__Exercise directions__. Reproduce the items below word for word, from their very first line through the line that contains "[[71, 108]]", and leave the pictures out.

__Information shown__.

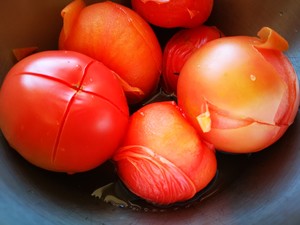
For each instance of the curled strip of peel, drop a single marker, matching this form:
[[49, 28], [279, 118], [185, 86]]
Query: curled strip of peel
[[271, 40], [162, 181], [70, 14]]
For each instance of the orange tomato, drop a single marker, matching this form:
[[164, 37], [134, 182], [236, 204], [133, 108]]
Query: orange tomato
[[241, 93]]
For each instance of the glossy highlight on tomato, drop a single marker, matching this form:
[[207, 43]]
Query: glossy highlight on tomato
[[117, 36], [63, 111], [241, 93], [174, 13], [180, 47], [162, 159]]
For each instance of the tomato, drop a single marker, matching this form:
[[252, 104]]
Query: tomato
[[63, 111], [241, 93], [174, 13], [118, 37], [180, 47], [162, 158]]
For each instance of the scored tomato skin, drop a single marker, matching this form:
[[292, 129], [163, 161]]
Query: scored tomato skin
[[117, 36], [174, 13], [241, 93], [162, 158], [180, 47], [63, 111]]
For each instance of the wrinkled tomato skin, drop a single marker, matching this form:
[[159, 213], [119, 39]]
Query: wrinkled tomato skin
[[63, 111], [180, 47], [162, 159], [240, 93], [174, 13], [118, 37]]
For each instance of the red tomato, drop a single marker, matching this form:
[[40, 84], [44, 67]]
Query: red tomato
[[118, 37], [162, 158], [180, 47], [174, 13], [241, 93], [63, 111]]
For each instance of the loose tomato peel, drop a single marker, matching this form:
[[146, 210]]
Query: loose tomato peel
[[234, 91], [150, 158]]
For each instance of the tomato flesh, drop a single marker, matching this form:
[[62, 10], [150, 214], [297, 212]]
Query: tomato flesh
[[162, 158], [180, 47], [118, 37], [63, 111]]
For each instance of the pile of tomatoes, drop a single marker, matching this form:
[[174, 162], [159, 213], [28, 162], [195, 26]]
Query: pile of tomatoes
[[71, 108]]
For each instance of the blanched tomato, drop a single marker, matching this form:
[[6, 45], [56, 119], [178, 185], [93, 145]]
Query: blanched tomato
[[241, 93], [162, 158], [63, 111], [174, 13], [118, 37], [180, 47]]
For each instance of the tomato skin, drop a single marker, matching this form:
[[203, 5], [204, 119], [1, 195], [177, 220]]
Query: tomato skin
[[180, 47], [162, 158], [118, 37], [63, 111], [240, 93], [175, 13]]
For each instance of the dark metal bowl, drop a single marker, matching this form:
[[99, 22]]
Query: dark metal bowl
[[265, 191]]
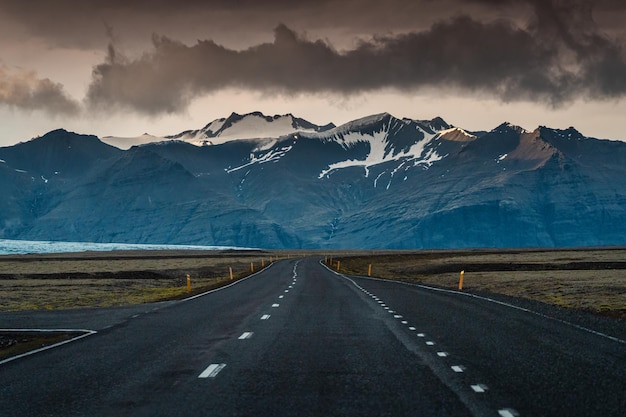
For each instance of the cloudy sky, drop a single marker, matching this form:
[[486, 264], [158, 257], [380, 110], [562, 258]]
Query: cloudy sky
[[122, 68]]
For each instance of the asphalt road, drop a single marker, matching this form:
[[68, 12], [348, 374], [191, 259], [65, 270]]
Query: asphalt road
[[300, 340]]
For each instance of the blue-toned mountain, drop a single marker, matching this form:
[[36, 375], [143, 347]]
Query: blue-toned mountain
[[376, 182]]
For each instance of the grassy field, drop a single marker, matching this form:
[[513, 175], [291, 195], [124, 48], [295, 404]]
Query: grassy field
[[592, 280], [59, 281]]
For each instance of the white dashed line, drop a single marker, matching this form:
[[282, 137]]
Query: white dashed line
[[212, 370], [480, 388]]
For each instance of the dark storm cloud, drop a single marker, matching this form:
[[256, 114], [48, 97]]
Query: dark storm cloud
[[23, 90], [560, 55]]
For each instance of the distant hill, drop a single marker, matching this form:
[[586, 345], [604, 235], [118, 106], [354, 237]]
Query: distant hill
[[282, 182]]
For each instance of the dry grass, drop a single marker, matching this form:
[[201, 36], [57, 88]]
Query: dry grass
[[590, 280], [105, 279]]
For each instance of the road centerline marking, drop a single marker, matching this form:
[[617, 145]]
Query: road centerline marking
[[480, 388], [212, 370]]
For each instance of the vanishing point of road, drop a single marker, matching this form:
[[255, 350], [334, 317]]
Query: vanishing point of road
[[298, 339]]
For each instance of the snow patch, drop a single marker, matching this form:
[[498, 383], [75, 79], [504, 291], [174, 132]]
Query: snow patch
[[272, 156], [378, 141]]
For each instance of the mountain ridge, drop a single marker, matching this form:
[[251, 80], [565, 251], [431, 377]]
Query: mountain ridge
[[376, 182]]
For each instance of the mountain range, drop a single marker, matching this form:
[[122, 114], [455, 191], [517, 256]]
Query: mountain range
[[282, 182]]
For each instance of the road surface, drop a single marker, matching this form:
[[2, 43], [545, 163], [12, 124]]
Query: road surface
[[300, 340]]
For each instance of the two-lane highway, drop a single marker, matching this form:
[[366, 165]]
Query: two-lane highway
[[300, 340]]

__Worked solution__.
For each instance of the curled strip of peel, drop a single marker, matching this form:
[[49, 28], [279, 118], [185, 86]]
Query: curled strip of peel
[[271, 40], [162, 181], [70, 14]]
For each instance of the orange tomato, drop a single marker, matching this form:
[[164, 37], [134, 182], [236, 204], [133, 108]]
Query: orange tomato
[[241, 93]]
For each instance of the glossy highlight on tomato, drop a single marker, matching this form:
[[207, 43]]
Query: glossy highlight on tomato
[[117, 36], [63, 111], [241, 93], [174, 13], [180, 47], [162, 159]]
For each instance of the tomato, drop a single marker, matching this form:
[[252, 104]]
Query: tomato
[[63, 111], [241, 93], [174, 13], [118, 37], [180, 47], [162, 158]]
For each instance of the scored tomato skin, drop a single marker, matching this form:
[[292, 129], [163, 161]]
Query: scored tomato skin
[[117, 36], [174, 13], [241, 93], [162, 158], [180, 47], [63, 111]]
For each instance of the wrinkled tomato skin, drop a single marker, matching this form:
[[159, 213], [119, 39]]
Query: wrinkled tomato skin
[[63, 111], [180, 47], [162, 159], [240, 93], [174, 13], [118, 37]]
For each instance of the red tomato, drop a single marker, matching this form:
[[40, 84], [44, 67]]
Query: red tomato
[[118, 37], [162, 158], [180, 47], [174, 13], [241, 93], [63, 111]]
For each instance of the loose tomato peel, drop a single marker, matching this form:
[[146, 210]]
Query: loose tomato peel
[[234, 91], [150, 158]]
For each instance of the tomato flesh, drop a single marker, matching this form:
[[62, 10], [150, 214], [297, 212]]
Query: tomato flesh
[[162, 158], [180, 47], [118, 37], [63, 111]]
For each instance of the pile of tomatoes, drop a single marker, matching this form:
[[174, 162], [159, 213], [28, 162], [195, 26]]
Query: pile of tomatoes
[[71, 108]]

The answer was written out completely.